- Task requirements -
In the text on Morocco's counterterrorism efforts, how many African countries do the members of the Higher Council for African Ulema in Fez represent?

#### Reading text ####

“In 2016, Morocco’s counter terrorism efforts effectively mitigated the risk of terrorism,” said the report, pointing on the other hand to the fact that Morocco is still facing threats from small terror cells mostly loyal to ISIS.
The document, released on Wednesday, outlined the achievements of Moroccan security services in 2016, stating that in the ongoing year 18 terrorist cells have been dismantled while 161 terrorism-related arrests were carried out.
A number of non-Moroccan nationals were arrested during these operations, including Algerian, French, Chadian, and Italian citizens.
“During the year, authorities reported the disruption of multiple groups with ties to international networks that included ISIS, al-Qa’ida in the Islamic Maghreb (AQIM), and al-Nusrah Front (al-Qa’ida’s affiliate in Syria),” said the report.
The efficiency of Moroccan law enforcement units’ interventions is reflecting in how they “aggressively targeted and effectively dismantled terrorist cells within the country by leveraging intelligence collection, police work, and collaboration with regional and international partners.”
While a good number of Moroccans, 1,500 individuals according to the government, are reportedly in war zones in Syrian and Iraq, the report stated that “increased international cooperation and vigilance by Moroccan authorities, and consistent with global trends on foreign terrorist fighters,” resulted in the departure of “only a few Moroccans” for Iraq or Syria in 2016.
Efforts of Moroccan security services proved also effective in “detecting terrorist financing.” The report cited as an example a joint operation in November 2016 by the National Brigade of Judiciary Police (BNPJ) and the Central Bureau of Judicial Investigations (BCIJ) which led to the arrest of “two Turkish nationals and a Moroccan who were involved in diverting a national telephone operator’s communication lines to sell stolen services to raise funds for ISIS.”
The arrested group had ties with ISIS operational leaders and intended to fund ISIS activities and facilitate the return of the organization’s foreign terrorist fighters to Europe.
The document also stated that “Moroccan airport authorities have excellent capabilities in detecting fraudulent documents, but currently lack biometric screening capabilities.”
In addition to effective security measures, the US State Department reports reminded Morocco “has a comprehensive strategy for countering violent extremism that prioritizes economic and human development goals” and “tight control of the religious sphere.”
As part of this strategy, Morocco launched initiatives for education and youth employment, especially among underprivileged populations prone to radicalization.
An educational curriculum was developed by Moroccan Ministry of Endowments and Islamic Affairs for almost 50,000 local imams, while visiting religion students from other countries in Africa and Europe benefit from another international program at the Mohammed VI Center for the Training of Imams in Rabat.
Other key religious institutions cited in the report include the Higher Council for African Ulema in Fez, whose members, representing 30 African countries, were appointed in June 2016 by King Mohammed VI with the aim of promoting moderate Islam and countering radical ideology.
Moroccan Council of Ulema for Europe is working to promote a similar message in Europe.
The US State Departments praised security cooperation with Morocco, saying that Moroccan government authorities worked directly with the US Customs and Border Protection’s Regional Carrier Liaison Group and the US Department of Homeland Security’s (DHS) Investigations Attaché office at the US Consulate in Casablanca to address watch-listed or mala fide travelers.
The report mentioned also that Morocco continued in 2016 to participate in US counter terrorism programs and remained a partner in several training and events related to fighting terrorism.

#### Given information ####

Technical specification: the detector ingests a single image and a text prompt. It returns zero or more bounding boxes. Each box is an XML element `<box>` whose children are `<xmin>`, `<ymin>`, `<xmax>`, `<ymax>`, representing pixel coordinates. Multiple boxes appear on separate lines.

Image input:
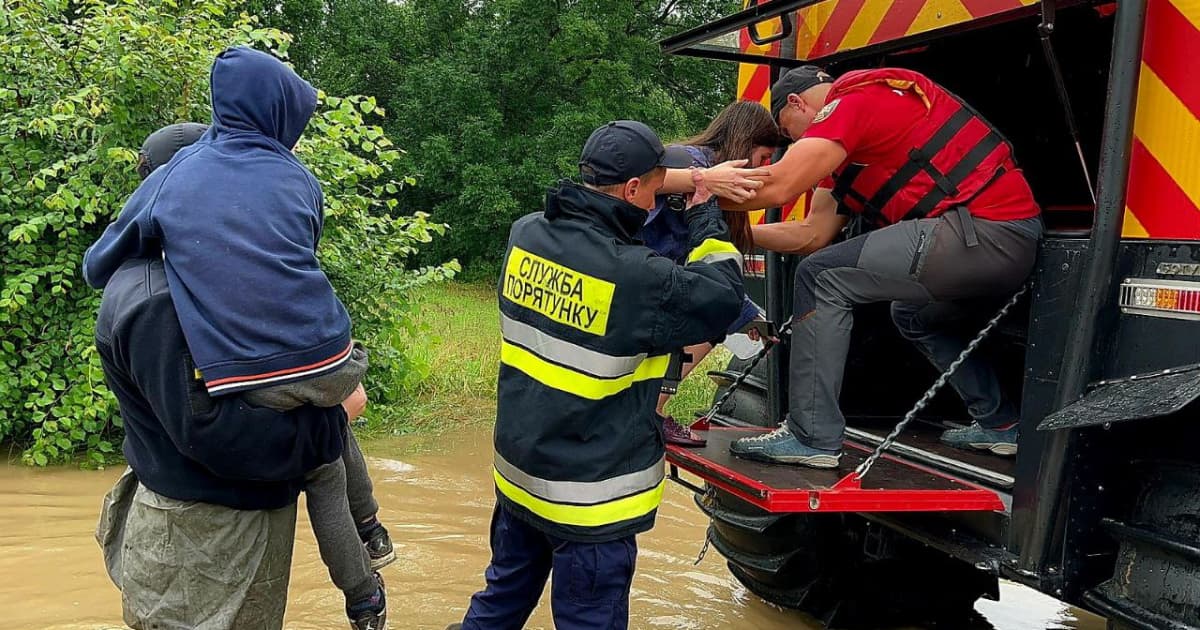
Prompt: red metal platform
<box><xmin>667</xmin><ymin>427</ymin><xmax>1004</xmax><ymax>512</ymax></box>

####

- Task result -
They represent 30 African countries.